## JOB
Identify each line in the rows below that contains the string "roof", and copy every such line in full. The match is case-sensitive.

══ DATA SHOWN

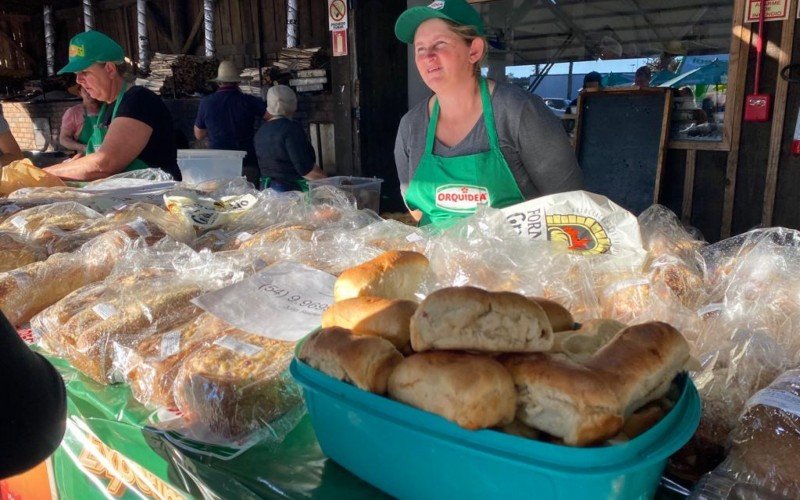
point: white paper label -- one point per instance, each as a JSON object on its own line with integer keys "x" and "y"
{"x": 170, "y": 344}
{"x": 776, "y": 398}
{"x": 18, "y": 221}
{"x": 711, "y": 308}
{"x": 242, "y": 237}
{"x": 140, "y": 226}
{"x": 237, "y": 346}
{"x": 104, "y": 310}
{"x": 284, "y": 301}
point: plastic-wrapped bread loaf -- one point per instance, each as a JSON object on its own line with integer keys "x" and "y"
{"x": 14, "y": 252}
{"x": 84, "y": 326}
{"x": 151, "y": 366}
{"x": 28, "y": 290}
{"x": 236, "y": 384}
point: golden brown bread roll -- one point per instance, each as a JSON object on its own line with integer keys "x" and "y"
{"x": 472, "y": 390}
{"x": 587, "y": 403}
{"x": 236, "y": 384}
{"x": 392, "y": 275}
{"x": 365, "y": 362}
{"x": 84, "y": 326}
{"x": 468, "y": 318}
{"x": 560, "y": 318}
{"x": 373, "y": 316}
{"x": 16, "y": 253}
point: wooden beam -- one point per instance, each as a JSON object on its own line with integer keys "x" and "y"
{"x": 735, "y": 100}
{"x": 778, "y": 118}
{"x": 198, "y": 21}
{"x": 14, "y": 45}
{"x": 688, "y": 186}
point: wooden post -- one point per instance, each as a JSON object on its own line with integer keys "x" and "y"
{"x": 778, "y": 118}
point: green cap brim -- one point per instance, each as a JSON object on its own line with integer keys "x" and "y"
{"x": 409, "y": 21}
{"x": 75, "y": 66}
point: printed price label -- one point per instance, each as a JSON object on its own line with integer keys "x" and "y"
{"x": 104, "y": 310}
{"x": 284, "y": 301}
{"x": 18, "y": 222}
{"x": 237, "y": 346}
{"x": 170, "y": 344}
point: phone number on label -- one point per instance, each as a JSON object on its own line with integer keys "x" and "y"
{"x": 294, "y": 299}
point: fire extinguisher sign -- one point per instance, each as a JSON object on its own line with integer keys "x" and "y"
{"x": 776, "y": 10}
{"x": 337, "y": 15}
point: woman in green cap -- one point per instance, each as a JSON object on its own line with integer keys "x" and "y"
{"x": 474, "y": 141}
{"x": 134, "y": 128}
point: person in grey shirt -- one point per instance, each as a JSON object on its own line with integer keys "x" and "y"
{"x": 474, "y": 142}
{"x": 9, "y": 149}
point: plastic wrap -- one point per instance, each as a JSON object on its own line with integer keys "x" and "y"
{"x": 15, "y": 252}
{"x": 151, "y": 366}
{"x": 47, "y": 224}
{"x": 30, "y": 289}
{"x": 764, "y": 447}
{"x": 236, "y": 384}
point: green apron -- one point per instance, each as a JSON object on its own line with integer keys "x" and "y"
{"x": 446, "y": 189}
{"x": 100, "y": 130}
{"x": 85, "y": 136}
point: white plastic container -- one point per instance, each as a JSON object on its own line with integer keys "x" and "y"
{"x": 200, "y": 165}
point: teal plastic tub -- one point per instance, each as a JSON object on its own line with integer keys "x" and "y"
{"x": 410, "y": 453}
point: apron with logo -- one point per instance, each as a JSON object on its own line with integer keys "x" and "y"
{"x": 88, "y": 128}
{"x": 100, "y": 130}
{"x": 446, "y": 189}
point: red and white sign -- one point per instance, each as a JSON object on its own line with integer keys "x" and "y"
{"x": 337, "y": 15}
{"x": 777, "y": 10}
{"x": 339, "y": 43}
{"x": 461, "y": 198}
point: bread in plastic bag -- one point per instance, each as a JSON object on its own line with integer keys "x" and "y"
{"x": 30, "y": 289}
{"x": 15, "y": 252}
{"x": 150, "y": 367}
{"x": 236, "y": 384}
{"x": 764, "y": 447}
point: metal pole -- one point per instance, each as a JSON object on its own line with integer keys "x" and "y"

════
══ DATA SHOWN

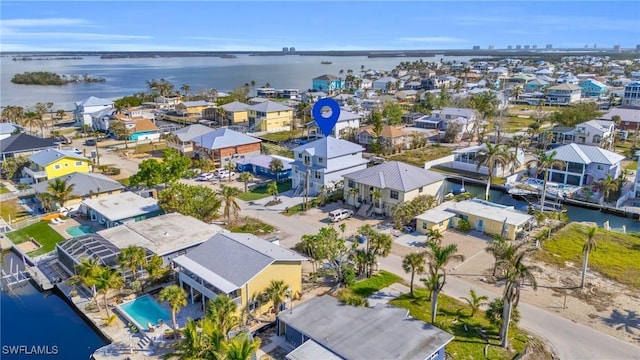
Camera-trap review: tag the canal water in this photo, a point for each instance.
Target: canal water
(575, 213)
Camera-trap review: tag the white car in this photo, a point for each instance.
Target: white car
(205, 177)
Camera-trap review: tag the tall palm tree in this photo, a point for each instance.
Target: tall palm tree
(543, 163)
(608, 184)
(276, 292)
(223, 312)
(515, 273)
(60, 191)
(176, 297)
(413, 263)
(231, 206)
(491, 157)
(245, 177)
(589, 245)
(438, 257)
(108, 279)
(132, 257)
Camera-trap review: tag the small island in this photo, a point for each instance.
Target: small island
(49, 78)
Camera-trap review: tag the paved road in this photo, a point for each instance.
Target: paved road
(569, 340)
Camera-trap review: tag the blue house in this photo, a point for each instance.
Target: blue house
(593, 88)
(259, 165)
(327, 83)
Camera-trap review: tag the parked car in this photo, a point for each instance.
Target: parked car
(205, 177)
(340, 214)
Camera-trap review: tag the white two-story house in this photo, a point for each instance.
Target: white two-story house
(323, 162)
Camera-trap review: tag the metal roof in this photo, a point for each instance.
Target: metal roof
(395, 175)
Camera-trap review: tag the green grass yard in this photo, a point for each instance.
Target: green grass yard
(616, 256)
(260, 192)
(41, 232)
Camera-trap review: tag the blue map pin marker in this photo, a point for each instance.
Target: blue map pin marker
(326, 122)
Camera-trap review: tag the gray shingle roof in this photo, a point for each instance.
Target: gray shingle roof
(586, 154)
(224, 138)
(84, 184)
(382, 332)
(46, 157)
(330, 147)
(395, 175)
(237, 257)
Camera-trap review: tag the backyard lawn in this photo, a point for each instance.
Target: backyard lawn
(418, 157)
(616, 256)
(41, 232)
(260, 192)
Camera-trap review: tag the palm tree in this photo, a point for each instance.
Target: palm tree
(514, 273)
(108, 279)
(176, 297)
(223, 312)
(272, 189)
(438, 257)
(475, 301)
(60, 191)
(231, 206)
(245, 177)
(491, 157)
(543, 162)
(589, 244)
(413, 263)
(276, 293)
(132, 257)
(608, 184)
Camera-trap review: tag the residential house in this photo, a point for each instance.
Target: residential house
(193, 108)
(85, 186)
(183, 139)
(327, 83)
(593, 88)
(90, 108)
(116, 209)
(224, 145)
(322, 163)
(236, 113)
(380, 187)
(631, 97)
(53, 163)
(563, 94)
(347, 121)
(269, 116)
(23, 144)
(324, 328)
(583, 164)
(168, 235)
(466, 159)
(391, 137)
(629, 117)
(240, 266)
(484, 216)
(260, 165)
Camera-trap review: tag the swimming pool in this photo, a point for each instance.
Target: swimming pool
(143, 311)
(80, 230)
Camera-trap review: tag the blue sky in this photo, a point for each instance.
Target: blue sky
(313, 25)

════
══ DATA SHOWN

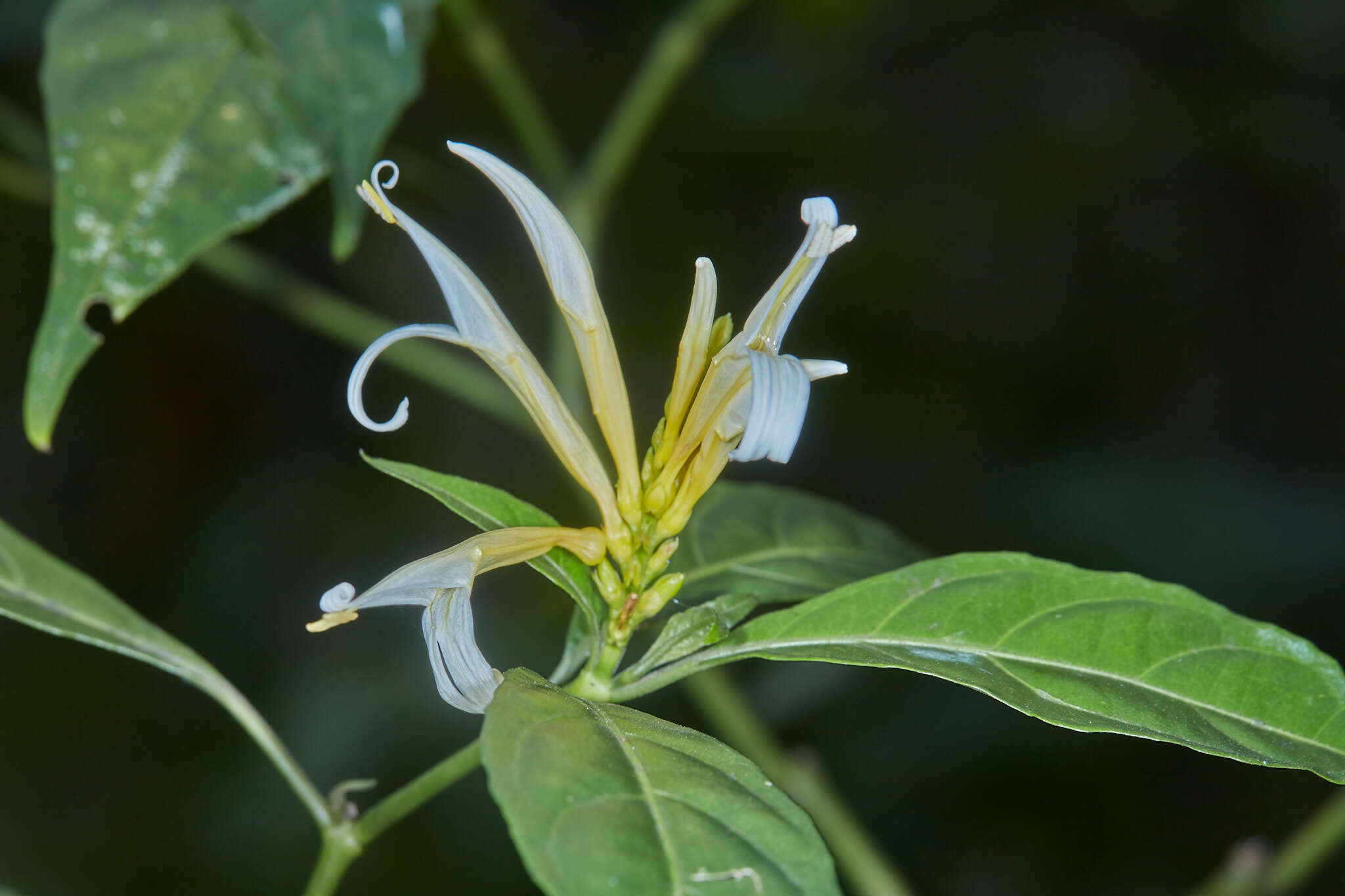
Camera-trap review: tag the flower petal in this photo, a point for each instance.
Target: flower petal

════

## ANSWER
Camera-trap review: tag the metal roof in this photo, a point for each instance.
Target: metal roof
Camera-trap review: tag the gray shingle roof in this photo, a point for each instance.
Target: gray shingle roof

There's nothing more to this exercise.